[WHAT TO PRODUCE] Copy out the records again. Change nothing.

____

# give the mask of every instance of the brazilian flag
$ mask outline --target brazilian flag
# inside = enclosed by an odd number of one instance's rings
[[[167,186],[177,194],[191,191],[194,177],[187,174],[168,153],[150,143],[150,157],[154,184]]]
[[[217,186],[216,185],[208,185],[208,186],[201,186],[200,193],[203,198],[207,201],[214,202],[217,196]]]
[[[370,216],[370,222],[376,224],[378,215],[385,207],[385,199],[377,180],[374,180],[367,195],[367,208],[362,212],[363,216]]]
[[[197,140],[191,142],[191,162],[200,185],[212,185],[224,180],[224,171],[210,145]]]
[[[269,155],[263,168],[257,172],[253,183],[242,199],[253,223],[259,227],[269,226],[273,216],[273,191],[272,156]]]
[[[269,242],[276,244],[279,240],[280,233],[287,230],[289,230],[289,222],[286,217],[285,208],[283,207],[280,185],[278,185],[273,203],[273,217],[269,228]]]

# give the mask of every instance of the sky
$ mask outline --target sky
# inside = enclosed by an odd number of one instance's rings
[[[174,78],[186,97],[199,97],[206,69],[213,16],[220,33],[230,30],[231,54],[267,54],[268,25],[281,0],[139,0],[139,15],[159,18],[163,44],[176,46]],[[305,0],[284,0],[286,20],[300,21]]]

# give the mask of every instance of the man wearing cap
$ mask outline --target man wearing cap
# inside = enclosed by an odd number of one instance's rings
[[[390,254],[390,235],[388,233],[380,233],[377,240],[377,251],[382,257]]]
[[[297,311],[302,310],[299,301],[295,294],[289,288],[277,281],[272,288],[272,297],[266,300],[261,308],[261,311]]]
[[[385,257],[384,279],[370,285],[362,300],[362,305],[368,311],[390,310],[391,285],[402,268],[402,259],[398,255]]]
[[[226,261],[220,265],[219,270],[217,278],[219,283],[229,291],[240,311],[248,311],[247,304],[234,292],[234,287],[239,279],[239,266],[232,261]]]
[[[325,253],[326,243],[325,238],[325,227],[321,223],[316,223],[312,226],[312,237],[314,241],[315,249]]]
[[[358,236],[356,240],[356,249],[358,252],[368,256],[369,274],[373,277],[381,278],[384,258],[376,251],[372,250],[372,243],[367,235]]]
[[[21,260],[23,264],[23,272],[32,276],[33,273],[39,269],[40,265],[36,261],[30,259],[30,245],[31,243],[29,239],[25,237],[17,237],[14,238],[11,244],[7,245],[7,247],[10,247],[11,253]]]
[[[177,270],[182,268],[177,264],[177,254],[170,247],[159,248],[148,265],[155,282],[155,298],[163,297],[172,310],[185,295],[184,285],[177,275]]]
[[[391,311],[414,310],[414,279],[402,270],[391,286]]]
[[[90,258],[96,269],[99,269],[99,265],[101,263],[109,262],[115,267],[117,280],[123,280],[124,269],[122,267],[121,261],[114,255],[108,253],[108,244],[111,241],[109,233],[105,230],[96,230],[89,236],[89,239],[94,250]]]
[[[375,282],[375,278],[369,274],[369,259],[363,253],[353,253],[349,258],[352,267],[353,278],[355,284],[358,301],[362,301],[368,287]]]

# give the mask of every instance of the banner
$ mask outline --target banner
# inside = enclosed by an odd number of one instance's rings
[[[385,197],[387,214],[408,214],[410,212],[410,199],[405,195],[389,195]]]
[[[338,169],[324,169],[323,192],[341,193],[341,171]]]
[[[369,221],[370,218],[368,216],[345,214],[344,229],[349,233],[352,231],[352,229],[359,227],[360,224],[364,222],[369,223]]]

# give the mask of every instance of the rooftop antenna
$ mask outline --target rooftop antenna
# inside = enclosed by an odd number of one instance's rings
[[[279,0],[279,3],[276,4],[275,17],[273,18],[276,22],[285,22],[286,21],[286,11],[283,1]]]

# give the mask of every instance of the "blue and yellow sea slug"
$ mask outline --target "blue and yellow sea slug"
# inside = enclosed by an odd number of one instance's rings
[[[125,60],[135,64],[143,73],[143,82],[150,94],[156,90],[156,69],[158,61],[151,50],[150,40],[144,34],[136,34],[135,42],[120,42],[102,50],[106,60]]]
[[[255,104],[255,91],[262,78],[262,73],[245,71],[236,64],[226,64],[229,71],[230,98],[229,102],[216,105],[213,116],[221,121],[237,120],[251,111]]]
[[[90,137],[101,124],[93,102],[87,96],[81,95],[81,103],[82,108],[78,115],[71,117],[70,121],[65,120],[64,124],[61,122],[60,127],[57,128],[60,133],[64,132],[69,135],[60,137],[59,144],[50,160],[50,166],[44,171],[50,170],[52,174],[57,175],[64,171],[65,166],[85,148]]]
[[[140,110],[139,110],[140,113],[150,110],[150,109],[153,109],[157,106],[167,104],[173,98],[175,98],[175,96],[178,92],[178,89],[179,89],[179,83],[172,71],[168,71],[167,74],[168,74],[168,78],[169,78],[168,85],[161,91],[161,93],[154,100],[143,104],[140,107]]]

____

[SOLUTION TO THE EXERCISE]
# give the mask of every instance of the brazilian flag
$ mask outline --target brazilian flag
# inside = enclosed by an odd number of one instance's rings
[[[167,186],[177,194],[191,191],[194,177],[187,174],[168,153],[150,143],[150,157],[154,184]]]
[[[217,186],[216,185],[208,185],[208,186],[201,186],[200,193],[203,198],[207,201],[214,202],[217,196]]]
[[[370,216],[370,222],[376,224],[378,215],[385,207],[385,199],[377,180],[374,180],[367,195],[367,208],[362,212],[363,216]]]
[[[197,140],[191,142],[191,162],[200,185],[212,185],[224,180],[224,171],[210,145]]]
[[[269,155],[263,168],[257,172],[253,183],[242,199],[253,223],[259,227],[269,226],[273,216],[273,191],[272,156]]]
[[[269,242],[276,244],[279,240],[280,233],[287,230],[289,230],[289,222],[286,217],[285,208],[283,207],[280,185],[278,185],[273,203],[273,217],[269,228]]]

# give the mask of every instance of the sky
$ mask outline --target sky
# inside = enclosed by an odd number of one instance's rings
[[[174,78],[186,97],[199,97],[206,69],[213,16],[220,33],[230,30],[231,54],[267,54],[268,25],[281,0],[139,0],[139,15],[159,18],[163,44],[176,46]],[[305,0],[284,0],[286,20],[300,21]]]

# give the mask of every instance of the man wearing cap
$ mask outline --target man wearing cap
# inside = enclosed by an odd number of one instance's rings
[[[390,254],[390,235],[388,233],[380,233],[377,240],[377,251],[382,257]]]
[[[297,311],[302,310],[299,301],[295,294],[289,288],[277,281],[272,288],[272,297],[266,300],[261,308],[261,311]]]
[[[385,257],[384,279],[370,285],[362,300],[362,305],[368,311],[390,310],[391,285],[402,268],[402,259],[398,255]]]
[[[226,261],[220,265],[219,270],[217,278],[219,283],[229,291],[240,311],[248,311],[247,304],[234,292],[234,287],[239,279],[239,266],[232,261]]]
[[[325,253],[326,243],[325,238],[325,227],[321,223],[316,223],[312,226],[312,237],[314,241],[315,249]]]
[[[358,236],[356,240],[356,249],[358,252],[368,256],[369,274],[373,277],[381,278],[384,258],[376,251],[372,250],[372,243],[367,235]]]
[[[21,260],[23,264],[23,272],[32,276],[33,273],[39,269],[40,265],[36,261],[30,259],[30,245],[31,243],[29,239],[25,237],[17,237],[14,238],[11,244],[7,245],[7,247],[10,247],[11,253]]]
[[[177,270],[182,268],[177,264],[177,254],[170,247],[159,248],[148,265],[155,282],[155,298],[163,297],[172,310],[185,295],[184,285],[177,275]]]
[[[391,311],[414,310],[414,279],[402,270],[391,286]]]
[[[90,258],[96,269],[99,269],[99,265],[101,263],[109,262],[115,267],[117,280],[123,280],[124,269],[122,267],[121,261],[114,255],[108,253],[108,244],[111,241],[109,233],[105,230],[96,230],[89,236],[89,239],[94,250]]]
[[[375,282],[375,278],[369,274],[369,259],[363,253],[353,253],[349,258],[352,267],[353,278],[355,284],[358,301],[362,301],[368,287]]]

# give the mask of every instance of the banner
$ mask outline --target banner
# inside = enclosed by an odd number of one instance's rings
[[[385,197],[387,214],[408,214],[410,212],[410,199],[405,195],[389,195]]]
[[[338,169],[324,169],[323,192],[341,193],[341,171]]]
[[[369,221],[370,218],[368,216],[345,214],[344,229],[349,233],[352,231],[352,229],[359,227],[360,224],[364,222],[369,223]]]

# give the mask of every instance of the rooftop antenna
$ mask outline --target rooftop antenna
# inside = enclosed by an odd number of one instance's rings
[[[279,0],[279,3],[276,4],[275,17],[273,18],[276,22],[285,22],[286,21],[286,11],[283,1]]]

# give the mask of every instance of the "blue and yellow sea slug"
$ mask outline --target "blue and yellow sea slug"
# inside = enclosed by an odd number of one instance's rings
[[[125,60],[135,64],[143,73],[143,82],[150,94],[156,90],[156,69],[158,61],[151,50],[150,40],[144,34],[136,34],[135,42],[120,42],[102,50],[106,60]]]
[[[255,104],[255,91],[262,78],[262,73],[245,71],[236,64],[226,64],[229,71],[230,98],[229,102],[216,105],[213,116],[221,121],[237,120],[251,111]]]
[[[90,137],[101,124],[93,102],[87,96],[81,95],[81,103],[82,108],[78,115],[71,117],[70,121],[65,120],[64,124],[61,122],[60,127],[57,128],[60,133],[64,132],[69,135],[60,137],[59,144],[50,160],[50,166],[44,171],[50,170],[52,174],[57,175],[64,171],[65,166],[85,148]]]
[[[140,110],[139,110],[140,113],[150,110],[150,109],[153,109],[157,106],[167,104],[173,98],[175,98],[175,96],[178,92],[178,89],[179,89],[179,83],[172,71],[168,71],[167,74],[168,74],[168,78],[169,78],[168,85],[161,91],[161,93],[154,100],[143,104],[140,107]]]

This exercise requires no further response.